MATERIAL PROVIDED:
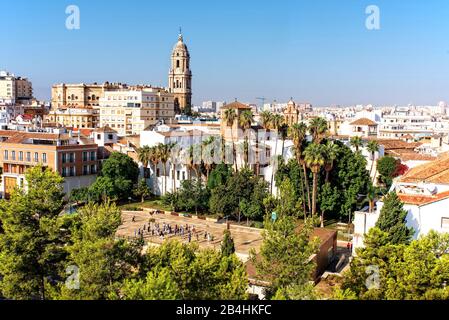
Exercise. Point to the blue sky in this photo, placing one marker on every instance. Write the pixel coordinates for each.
(317, 51)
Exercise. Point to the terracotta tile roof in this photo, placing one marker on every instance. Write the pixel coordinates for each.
(236, 105)
(105, 129)
(421, 200)
(19, 137)
(363, 122)
(84, 132)
(436, 171)
(408, 155)
(390, 144)
(184, 133)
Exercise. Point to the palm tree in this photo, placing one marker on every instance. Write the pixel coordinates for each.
(265, 122)
(209, 156)
(373, 147)
(356, 142)
(230, 116)
(154, 159)
(298, 133)
(314, 158)
(143, 155)
(372, 192)
(164, 155)
(318, 128)
(276, 122)
(190, 161)
(174, 158)
(331, 151)
(245, 120)
(283, 132)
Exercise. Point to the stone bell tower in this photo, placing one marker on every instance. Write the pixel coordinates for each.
(180, 76)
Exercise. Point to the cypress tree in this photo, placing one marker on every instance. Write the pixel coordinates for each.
(392, 220)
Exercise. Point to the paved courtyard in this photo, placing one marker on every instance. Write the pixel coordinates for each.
(244, 238)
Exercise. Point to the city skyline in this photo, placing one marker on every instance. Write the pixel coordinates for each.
(320, 53)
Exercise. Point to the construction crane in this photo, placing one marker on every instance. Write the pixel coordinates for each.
(263, 99)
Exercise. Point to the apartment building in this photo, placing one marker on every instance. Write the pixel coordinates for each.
(15, 89)
(80, 95)
(74, 159)
(76, 117)
(130, 111)
(424, 191)
(403, 121)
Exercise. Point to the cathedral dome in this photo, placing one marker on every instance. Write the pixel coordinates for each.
(180, 46)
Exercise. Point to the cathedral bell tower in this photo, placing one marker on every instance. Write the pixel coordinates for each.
(180, 76)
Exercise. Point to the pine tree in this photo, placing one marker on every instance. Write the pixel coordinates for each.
(32, 244)
(227, 246)
(392, 220)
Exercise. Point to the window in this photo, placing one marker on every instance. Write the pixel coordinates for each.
(445, 223)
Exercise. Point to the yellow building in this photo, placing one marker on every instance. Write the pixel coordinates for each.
(79, 95)
(78, 117)
(131, 111)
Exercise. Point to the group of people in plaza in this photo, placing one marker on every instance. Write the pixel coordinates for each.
(156, 229)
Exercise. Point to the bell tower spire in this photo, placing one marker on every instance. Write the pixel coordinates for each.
(180, 76)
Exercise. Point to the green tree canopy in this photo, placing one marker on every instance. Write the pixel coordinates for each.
(117, 178)
(392, 219)
(31, 245)
(284, 258)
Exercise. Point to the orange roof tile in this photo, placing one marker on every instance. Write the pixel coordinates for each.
(363, 122)
(422, 200)
(236, 105)
(436, 171)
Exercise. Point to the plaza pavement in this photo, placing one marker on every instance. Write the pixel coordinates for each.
(245, 238)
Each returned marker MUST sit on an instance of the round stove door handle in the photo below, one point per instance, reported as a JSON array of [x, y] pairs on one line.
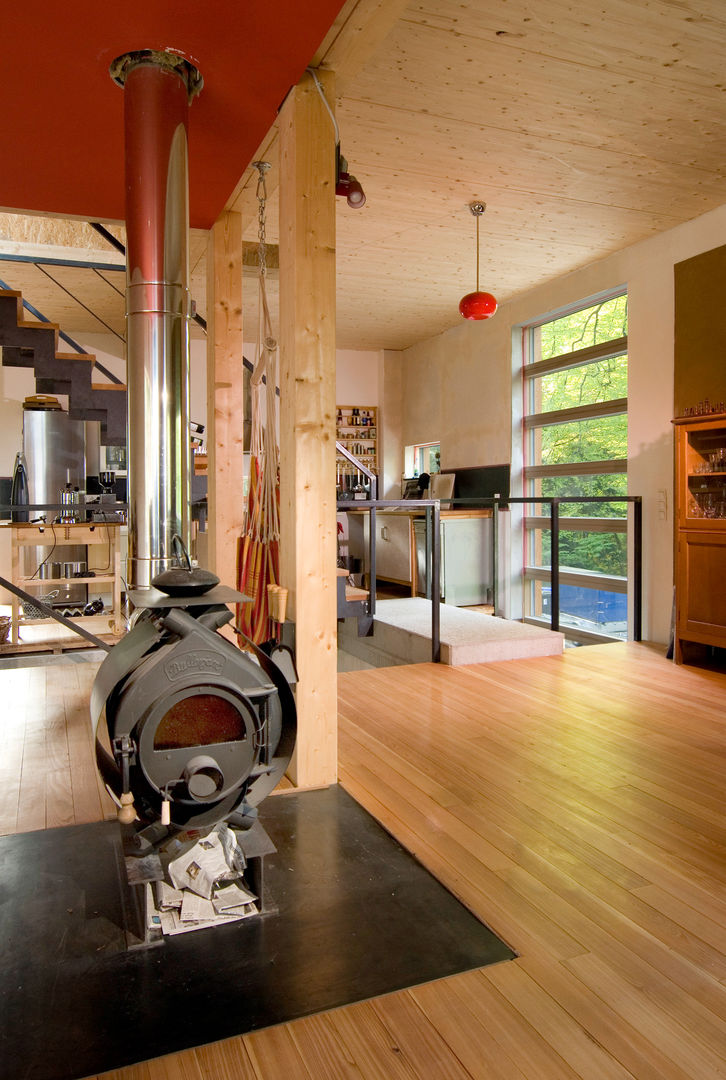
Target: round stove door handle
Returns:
[[203, 778]]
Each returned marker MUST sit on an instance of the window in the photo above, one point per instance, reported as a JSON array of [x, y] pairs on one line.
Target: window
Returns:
[[426, 458], [575, 440]]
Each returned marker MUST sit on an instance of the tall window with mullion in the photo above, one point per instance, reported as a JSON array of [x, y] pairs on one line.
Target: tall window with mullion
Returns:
[[576, 446]]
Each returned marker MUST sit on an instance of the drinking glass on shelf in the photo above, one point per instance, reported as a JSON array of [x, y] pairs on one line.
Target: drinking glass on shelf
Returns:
[[709, 504]]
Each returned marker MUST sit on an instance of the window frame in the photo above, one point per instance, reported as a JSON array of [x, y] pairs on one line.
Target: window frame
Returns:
[[535, 525]]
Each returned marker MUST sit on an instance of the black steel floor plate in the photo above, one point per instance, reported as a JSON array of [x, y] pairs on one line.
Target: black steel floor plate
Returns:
[[357, 916]]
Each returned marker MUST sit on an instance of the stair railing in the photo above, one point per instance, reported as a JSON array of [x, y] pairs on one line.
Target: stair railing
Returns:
[[65, 337]]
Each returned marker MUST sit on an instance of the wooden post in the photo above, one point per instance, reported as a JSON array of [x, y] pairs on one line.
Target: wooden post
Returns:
[[225, 405], [307, 388]]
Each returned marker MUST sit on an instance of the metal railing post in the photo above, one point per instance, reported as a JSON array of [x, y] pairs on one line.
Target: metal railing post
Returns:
[[637, 569], [435, 583], [554, 565]]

AIM OF THE EXERCISE:
Print all entries exactly. The images do not belong in the copy.

ANSWER IN FULL:
Exercise. Point to the blue sky in this photo, placing one marker on every instance. Write the pixel coordinates for each.
(317, 51)
Exercise. Point to the terracotta tile roof in this photo, placing one marker on every instance. Write the pixel coordinates for each.
(236, 105)
(105, 129)
(421, 200)
(19, 137)
(363, 122)
(84, 132)
(436, 171)
(408, 155)
(390, 144)
(184, 133)
Exercise. Point to the palm tree in this photo, placing one marker on every instance. Write the pixel coordinates for each.
(265, 122)
(209, 156)
(373, 147)
(356, 142)
(230, 116)
(154, 159)
(298, 133)
(314, 158)
(143, 155)
(372, 192)
(164, 155)
(318, 128)
(276, 122)
(190, 161)
(174, 158)
(331, 151)
(245, 120)
(283, 132)
Exercise. Point to the stone bell tower in this photo, placing one marker on every instance. Write the pixel coordinates for each.
(180, 76)
Exercise. Point to the cypress tree in this photo, placing one marker on every instance. Write the pixel coordinates for each.
(392, 220)
Exercise. Point to the paved courtyard in this photo, placing one marker on every instance. Write the pixel coordinates for each.
(244, 238)
Exercise. Point to the city skyline in this photo, placing one marker on every instance. Write the pixel coordinates for each.
(320, 53)
Exercise. Point to the construction crane in this photo, placing one marker on every instance. Write the pixel coordinates for each.
(263, 99)
Exercise. Point to the apartment building in this photo, placing one marker on every instance. Write the pixel coordinates for each.
(15, 89)
(80, 95)
(74, 159)
(76, 117)
(130, 111)
(424, 191)
(403, 121)
Exercise. Point to the cathedral dome in this photo, placing one marker on every instance. Write the pixel coordinates for each.
(180, 46)
Exercise. Point to the cathedral bell tower in this photo, placing one marker on every instance. Write the pixel coordinates for each.
(180, 76)
Exercise. Point to the pine tree in this photo, placing one marker on every instance. Write the pixel coordinates for each.
(32, 244)
(227, 246)
(392, 220)
Exercise. Point to the window in this photo, placing one marker on every instance. Write the pixel coordinates for each.
(445, 223)
Exercise. Point to the yellow building in this photo, placing one marker on every instance. Write the pixel coordinates for each.
(79, 95)
(78, 117)
(131, 111)
Exercise. Point to the group of people in plaza in this photo, placing one marker on every instance. Write the pixel coordinates for each.
(156, 229)
Exercise. Point to the bell tower spire in this photo, placing one marker on every instance. Write the pixel coordinates for each.
(180, 76)
Exercise. Point to the green tree canopy in this photo, placing one marker on every instance. Write the pixel coordinates for each.
(117, 178)
(392, 219)
(31, 245)
(284, 258)
Exercise. Point to the orange roof tile in this photo, placing one marker on every instance. Write the pixel coordinates for each.
(363, 122)
(422, 200)
(236, 105)
(436, 171)
Exercise. Point to the plaza pavement in this photo, placing one marker on every instance. Write the pixel coordinates for each.
(245, 238)
Each returned marker MUST sit on an instance of the round stove door handle in the photo below, one point per instance, reported as a JSON array of [x, y] pairs on one line.
Target: round stove door handle
Returns:
[[203, 778]]
Each returned marker MUST sit on an instance of the window in the photo above, one point per instance, reported as a JSON array of [x, y] pairs on one line.
Target: window
Returns:
[[426, 458], [575, 440]]
Each returned marker MUST sit on an instance of the tall window with mullion in the photo above, one point per instance, reported as a JSON array of [x, y] pairs on one line.
Target: tall window with mullion
Returns:
[[576, 446]]
Each returned marker MUST sit on an instance of the drinking glass on shelf in the photo above, one point per instance, reported as a JSON array of [x, y] pairs on one line.
Target: drinking glass on shelf
Returns:
[[709, 504]]
Each returned marker MUST sit on an instance of the window frame in the photo above, one point per instance, reported as a JSON array of [x, y] pairs on one line.
Target: window frame
Returns:
[[535, 525]]
Each returned marker MUST sit on an instance of the black steel floor plate in the photo above, one point per instance, reported as a JSON array of [x, y] pairs on one line.
Target: black steel floor plate
Returns:
[[357, 916]]
Each returned marker MUST sit on an instance of the stair railing in the photo above, one point per instance, reported as a JSON array of [x, y] pairs on one line.
Target: stair railing
Returns:
[[65, 337]]
Each returned marker MUST sit on an instance of the wooden post in the photo above, one point per instance, reported as a JSON array of [x, y] pairs on one line.
Target: wooden post
Returns:
[[225, 405], [307, 388]]
Each returned marker MUST sit on an instance of the metal railing post in the photo above, one point per instance, reported as a JSON array of [x, y] pairs on one line.
Target: metal railing post
Returns:
[[637, 569], [435, 583], [554, 565]]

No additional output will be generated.